*Data for the task*:
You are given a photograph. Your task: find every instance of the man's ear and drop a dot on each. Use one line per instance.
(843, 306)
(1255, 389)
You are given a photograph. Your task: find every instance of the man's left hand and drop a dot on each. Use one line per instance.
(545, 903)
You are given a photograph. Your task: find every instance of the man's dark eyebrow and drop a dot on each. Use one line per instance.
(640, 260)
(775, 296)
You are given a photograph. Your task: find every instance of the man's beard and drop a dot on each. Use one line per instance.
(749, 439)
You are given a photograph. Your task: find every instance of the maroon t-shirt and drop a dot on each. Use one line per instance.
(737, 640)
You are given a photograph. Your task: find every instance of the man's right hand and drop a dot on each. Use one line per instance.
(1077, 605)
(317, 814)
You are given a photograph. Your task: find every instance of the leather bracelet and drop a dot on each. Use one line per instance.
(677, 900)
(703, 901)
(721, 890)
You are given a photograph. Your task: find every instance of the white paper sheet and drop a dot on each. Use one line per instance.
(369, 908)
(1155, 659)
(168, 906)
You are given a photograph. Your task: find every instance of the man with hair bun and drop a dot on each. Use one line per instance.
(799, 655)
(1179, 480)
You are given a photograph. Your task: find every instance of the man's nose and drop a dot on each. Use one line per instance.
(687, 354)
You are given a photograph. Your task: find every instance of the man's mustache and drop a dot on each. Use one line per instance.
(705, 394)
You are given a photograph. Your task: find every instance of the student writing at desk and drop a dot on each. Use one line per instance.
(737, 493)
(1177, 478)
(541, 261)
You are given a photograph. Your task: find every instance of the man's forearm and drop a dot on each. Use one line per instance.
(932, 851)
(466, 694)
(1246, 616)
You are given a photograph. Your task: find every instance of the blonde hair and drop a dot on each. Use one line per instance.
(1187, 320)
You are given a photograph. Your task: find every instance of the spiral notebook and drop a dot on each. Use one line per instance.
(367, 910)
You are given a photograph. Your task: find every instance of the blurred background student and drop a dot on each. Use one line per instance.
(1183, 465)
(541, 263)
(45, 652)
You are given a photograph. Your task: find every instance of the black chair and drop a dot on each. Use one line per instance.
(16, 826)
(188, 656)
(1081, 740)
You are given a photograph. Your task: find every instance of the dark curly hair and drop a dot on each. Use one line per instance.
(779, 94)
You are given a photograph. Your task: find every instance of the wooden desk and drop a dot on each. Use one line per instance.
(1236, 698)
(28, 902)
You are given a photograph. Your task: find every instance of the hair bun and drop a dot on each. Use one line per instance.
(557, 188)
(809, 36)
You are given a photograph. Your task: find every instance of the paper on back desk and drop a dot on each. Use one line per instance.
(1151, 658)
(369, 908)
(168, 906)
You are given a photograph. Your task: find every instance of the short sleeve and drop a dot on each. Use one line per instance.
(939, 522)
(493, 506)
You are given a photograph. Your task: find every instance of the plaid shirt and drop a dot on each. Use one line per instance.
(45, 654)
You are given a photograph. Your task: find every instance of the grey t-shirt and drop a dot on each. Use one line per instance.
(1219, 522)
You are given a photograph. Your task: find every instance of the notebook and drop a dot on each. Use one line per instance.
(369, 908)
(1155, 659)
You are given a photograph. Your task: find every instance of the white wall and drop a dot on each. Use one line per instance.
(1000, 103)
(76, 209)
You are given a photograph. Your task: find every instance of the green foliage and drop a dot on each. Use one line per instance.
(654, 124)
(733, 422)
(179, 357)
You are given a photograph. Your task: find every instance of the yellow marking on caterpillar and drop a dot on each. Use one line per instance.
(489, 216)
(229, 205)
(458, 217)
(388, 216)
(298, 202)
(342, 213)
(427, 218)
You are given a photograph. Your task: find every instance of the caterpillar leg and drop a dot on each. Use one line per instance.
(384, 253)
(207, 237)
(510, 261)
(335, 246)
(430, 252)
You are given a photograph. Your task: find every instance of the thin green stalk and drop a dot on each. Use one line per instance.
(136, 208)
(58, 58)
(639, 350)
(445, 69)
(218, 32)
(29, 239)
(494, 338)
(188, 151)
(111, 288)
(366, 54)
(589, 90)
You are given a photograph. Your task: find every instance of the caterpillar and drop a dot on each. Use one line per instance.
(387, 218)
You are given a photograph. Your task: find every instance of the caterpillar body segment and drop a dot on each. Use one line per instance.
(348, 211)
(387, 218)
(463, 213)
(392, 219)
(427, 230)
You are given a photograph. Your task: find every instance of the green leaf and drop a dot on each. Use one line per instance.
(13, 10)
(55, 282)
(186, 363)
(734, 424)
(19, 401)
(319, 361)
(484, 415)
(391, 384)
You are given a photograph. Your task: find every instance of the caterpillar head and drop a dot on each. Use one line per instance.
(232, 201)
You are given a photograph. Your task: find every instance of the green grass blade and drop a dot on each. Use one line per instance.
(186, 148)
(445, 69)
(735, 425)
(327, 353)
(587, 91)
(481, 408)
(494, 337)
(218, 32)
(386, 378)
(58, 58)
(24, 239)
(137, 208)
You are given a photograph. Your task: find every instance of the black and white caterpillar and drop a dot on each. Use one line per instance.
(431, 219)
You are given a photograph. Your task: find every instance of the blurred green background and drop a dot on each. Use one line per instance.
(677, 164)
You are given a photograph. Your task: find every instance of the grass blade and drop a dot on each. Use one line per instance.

*What you need to do*: Reproduce verbatim everything in the material above from the line containing "the man's forearm" down to the line containing "(1187, 320)", including both of those lines.

*The response*:
You are given a photograph. Your task: find every instance of the man's forearm and drop a dot on each. Use one line per instance.
(932, 851)
(466, 694)
(1246, 616)
You are given a photograph. Your task: find every instance of the blonde hair and drop a dot on each. Use one line per instance.
(1187, 320)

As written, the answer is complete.